> WHAT THIS TASK INVOLVES:
Please render every record below as a two-column CSV with the headers input and output, one row per record. Put each record's text and its answer in their own quoted fields, with line breaks replaced by spaces.

------

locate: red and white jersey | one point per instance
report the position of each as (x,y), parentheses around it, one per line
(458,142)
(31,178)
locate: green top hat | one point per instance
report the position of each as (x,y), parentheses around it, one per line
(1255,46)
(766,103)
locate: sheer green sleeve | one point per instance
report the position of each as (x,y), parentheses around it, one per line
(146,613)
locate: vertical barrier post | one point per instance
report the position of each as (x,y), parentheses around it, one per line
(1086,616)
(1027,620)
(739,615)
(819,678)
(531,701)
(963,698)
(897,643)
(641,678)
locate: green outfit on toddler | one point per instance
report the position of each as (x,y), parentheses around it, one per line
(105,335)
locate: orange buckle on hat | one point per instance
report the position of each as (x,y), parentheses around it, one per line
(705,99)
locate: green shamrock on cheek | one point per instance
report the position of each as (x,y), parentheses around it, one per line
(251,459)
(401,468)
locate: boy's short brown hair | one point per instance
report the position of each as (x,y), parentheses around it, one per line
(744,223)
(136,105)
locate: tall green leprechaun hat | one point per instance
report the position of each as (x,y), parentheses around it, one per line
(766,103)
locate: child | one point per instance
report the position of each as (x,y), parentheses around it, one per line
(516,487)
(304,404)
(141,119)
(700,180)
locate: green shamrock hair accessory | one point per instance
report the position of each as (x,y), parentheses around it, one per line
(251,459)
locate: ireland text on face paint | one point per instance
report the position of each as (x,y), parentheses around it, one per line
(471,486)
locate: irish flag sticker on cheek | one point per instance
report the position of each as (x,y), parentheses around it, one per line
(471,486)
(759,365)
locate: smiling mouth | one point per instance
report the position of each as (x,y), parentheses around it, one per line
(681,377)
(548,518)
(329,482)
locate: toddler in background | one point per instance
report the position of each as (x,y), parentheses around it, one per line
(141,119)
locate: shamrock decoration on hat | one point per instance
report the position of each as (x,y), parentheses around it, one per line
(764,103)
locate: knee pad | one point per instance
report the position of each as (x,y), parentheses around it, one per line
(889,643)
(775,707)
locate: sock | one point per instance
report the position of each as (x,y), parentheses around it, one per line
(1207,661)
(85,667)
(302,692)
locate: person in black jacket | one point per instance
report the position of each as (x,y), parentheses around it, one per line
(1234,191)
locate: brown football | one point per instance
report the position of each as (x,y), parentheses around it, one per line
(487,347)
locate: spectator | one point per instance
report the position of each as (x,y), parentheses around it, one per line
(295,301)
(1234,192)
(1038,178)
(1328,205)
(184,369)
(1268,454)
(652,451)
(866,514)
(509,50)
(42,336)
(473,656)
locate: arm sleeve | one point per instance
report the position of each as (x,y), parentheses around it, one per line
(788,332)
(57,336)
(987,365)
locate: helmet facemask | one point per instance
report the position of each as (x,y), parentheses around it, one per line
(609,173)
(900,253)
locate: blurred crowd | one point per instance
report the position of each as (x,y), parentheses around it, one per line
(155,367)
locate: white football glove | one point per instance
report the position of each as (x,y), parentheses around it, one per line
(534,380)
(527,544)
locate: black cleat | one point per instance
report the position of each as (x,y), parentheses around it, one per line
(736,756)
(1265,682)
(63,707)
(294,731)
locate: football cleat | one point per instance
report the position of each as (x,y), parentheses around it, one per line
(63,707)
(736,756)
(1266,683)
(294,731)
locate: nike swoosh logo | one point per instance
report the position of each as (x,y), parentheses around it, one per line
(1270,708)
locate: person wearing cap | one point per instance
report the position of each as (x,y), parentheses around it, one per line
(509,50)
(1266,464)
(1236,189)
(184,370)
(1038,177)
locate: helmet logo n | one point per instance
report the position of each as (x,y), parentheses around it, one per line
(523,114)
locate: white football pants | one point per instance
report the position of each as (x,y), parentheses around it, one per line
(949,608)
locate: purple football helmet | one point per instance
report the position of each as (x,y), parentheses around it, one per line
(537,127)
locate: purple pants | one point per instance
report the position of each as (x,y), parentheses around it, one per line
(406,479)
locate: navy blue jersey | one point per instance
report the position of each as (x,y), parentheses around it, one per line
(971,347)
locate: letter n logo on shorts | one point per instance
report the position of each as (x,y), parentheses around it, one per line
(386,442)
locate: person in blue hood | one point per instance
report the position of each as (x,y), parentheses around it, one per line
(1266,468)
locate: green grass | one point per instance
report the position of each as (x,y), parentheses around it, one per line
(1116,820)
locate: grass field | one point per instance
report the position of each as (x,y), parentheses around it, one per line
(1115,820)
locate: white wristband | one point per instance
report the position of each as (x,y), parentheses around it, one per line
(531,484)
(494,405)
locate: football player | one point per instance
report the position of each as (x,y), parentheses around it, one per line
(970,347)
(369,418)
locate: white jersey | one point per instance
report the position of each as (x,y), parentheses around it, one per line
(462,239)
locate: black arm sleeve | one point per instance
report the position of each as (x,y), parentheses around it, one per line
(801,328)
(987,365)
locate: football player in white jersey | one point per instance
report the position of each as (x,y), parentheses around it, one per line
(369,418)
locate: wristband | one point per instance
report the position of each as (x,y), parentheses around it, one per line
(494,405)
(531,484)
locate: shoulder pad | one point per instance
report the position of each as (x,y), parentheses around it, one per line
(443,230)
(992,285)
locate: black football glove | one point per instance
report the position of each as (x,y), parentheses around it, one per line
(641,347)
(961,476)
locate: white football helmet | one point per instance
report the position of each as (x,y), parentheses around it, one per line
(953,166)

------

> SOLUTION:
input,output
"locate: red and white jersey | one point per instance report the position of each as (x,y), parentheses around it, one per line","(458,142) (31,178)"
"locate: green top hat | one point per instance report the position of each as (x,y), parentheses around it, one per line","(1255,46) (766,103)"
"locate: sheer green sleeve | one point per instance report the position of each as (x,y), parentheses around it, one per line","(146,613)"
"locate: vertical barrier post | one point per instance report the position of each as (x,y), parentheses around it, one per line","(1086,616) (1027,620) (739,615) (819,678) (531,701) (963,698) (897,643) (641,678)"
"locate: green outfit on toddler | one point per instance report the position of each as (x,y), parentheses around it, one per line","(105,335)"
"locate: orange buckle on hat | one point per instance report the position of each as (x,y), parentheses around it, one per line","(705,99)"
"locate: green shamrock on cheek | one point per instance report the position of each as (x,y), parentheses around it, one per line","(251,459) (401,468)"
"locate: boy's short brown hair | one point per instance report the position of each as (x,y), parentheses around it, one per line","(744,223) (136,105)"
"locate: tall green leprechaun hat | one point per instance report the position of each as (x,y), parentheses around it, one per line","(766,103)"
"locate: child | one point per instance report the position of each as (x,y), parentheses around it, one per line","(516,487) (304,404) (141,119) (700,180)"
"locate: green shamrock hair accessory | one point per instance report the position of each as (x,y), parentheses around it, one per line","(251,459)"
"locate: ireland text on face paint | one point per instance report the position of each as (x,y), parentheses around it, one per line","(471,486)"
"locate: irish flag sticker on cheek | one point per instance report the position of each as (x,y), parentheses around it, one per line","(471,486) (759,365)"
"locate: smiling mouth | one point per instance report the position of each as (x,y), parentheses around it, one per line","(681,377) (548,518) (329,482)"
"locate: toddler in background | one point per instance report the position of each as (x,y), parentheses around it, one per line","(141,119)"
"locate: shamrock decoration on hat | one point per instance report the position of each as (x,y), parentheses around it, one per line","(764,103)"
"locate: knee pad | one point per instance report the position of each as (x,y), parentheses around it, one per line","(889,643) (775,707)"
"locate: sock | one point per instance report the position of each as (x,y), parentheses around it, one per line","(1207,661) (85,667) (302,692)"
"locate: person in black jacket | one point per instance report the position of each as (x,y), parentheses around it, one per line","(1234,191)"
"locate: brown football | one point per instance report the position of each as (x,y), parentheses around it, one per line","(487,347)"
"locate: spectator | one point per instance report the position of each as (x,y), parentheses around it, one per line","(295,301) (1234,192) (1038,178) (1328,205) (184,369) (1268,454) (652,451) (866,514) (509,50) (42,336) (473,656)"
"locate: arm sleeve | one point per instance report the position of each as (x,y), parentheses around it, one per line","(788,332) (57,336) (987,365)"
"locate: helmet facemask | one point per instance report the position of each as (x,y), parentheses around it, one per line","(609,173) (900,253)"
"locate: blurred crowd | one point per instance report the position of each as (x,y), parentheses around it, one per line","(155,367)"
"locate: white football glove | one point per instance report the position of each as (x,y), parentheses around it, one per line","(534,380) (527,544)"
"locate: black cleat | one point per instance report the position of each as (x,y), parentheses around it, one per line","(736,756) (1265,682) (63,707) (294,731)"
"locate: football cleat | one point per instance report the position of each as (x,y), parentheses around it, one per line","(63,707) (736,756) (1266,683) (294,731)"
"locate: nike swoosh logo | one point per instance report the position of each as (x,y), parentheses around it, one per line","(1270,708)"
"locate: person wearing cap | one point per instance report the position of each as (x,y), parentheses around it, one per line","(509,50) (1266,464) (1236,189) (184,370) (1038,177)"
"locate: helmet logo n | one point per instance report the position of each as (x,y), parentheses around it, one per line","(523,114)"
"locate: white football pants | one point per instance report the position of each as (x,y), parentheses around it, one per line","(949,608)"
"locate: purple football helmet | one point per instance report the position of each as (x,y), parentheses around it, one per line","(537,127)"
"locate: purple pants | one point per instance report the position of each as (x,y), parentheses around it, one per line","(406,479)"
"locate: navy blue jersey | one point per instance report the position of each as (x,y), parentheses around it, one per line","(971,347)"
"locate: letter n logo on shorts | one point per instance report the position of each as (x,y), parentheses around it, one per line","(386,442)"
"locate: person in blue hood | one point per instance report the position of each as (x,y), parentheses around it, one per line","(1266,468)"
"locate: green grass | one point per instance report the position of each as (x,y), parentheses around it, one per line","(1116,820)"
"locate: grass field | one point per instance report the position of each as (x,y), parentheses around it, one per line","(1115,820)"
"locate: white wristband | one point per instance report the position of each as (x,y), parentheses around it, one per line","(531,484) (494,405)"
"locate: football player | one point per instance report the position of each as (x,y), parentheses around it, one per line","(970,347) (369,418)"
"locate: white jersey | one point per instance report the position of each as (x,y), parentheses around it, one per line","(462,239)"
"locate: black arm sleeve | one point per instance report the position of each as (x,y), parentheses around it, one per line","(801,328) (987,365)"
"locate: football player in white jersey | one point per instance report the position of each as (x,y), parentheses around it, one per line","(369,418)"
"locate: wristband | one point per instance report the position of each as (x,y), parentheses around it, one per line","(494,405) (531,484)"
"locate: shoulder pad | one point per instance report the position of each as (x,y), parentheses around it, one per line","(443,230) (992,285)"
"locate: black football glove | one point per instance report the position of each as (x,y), parentheses around it, one per line","(641,347) (961,476)"
"locate: white football helmet | one point per instance report the position of each as (x,y), parentheses around it, one per line","(953,166)"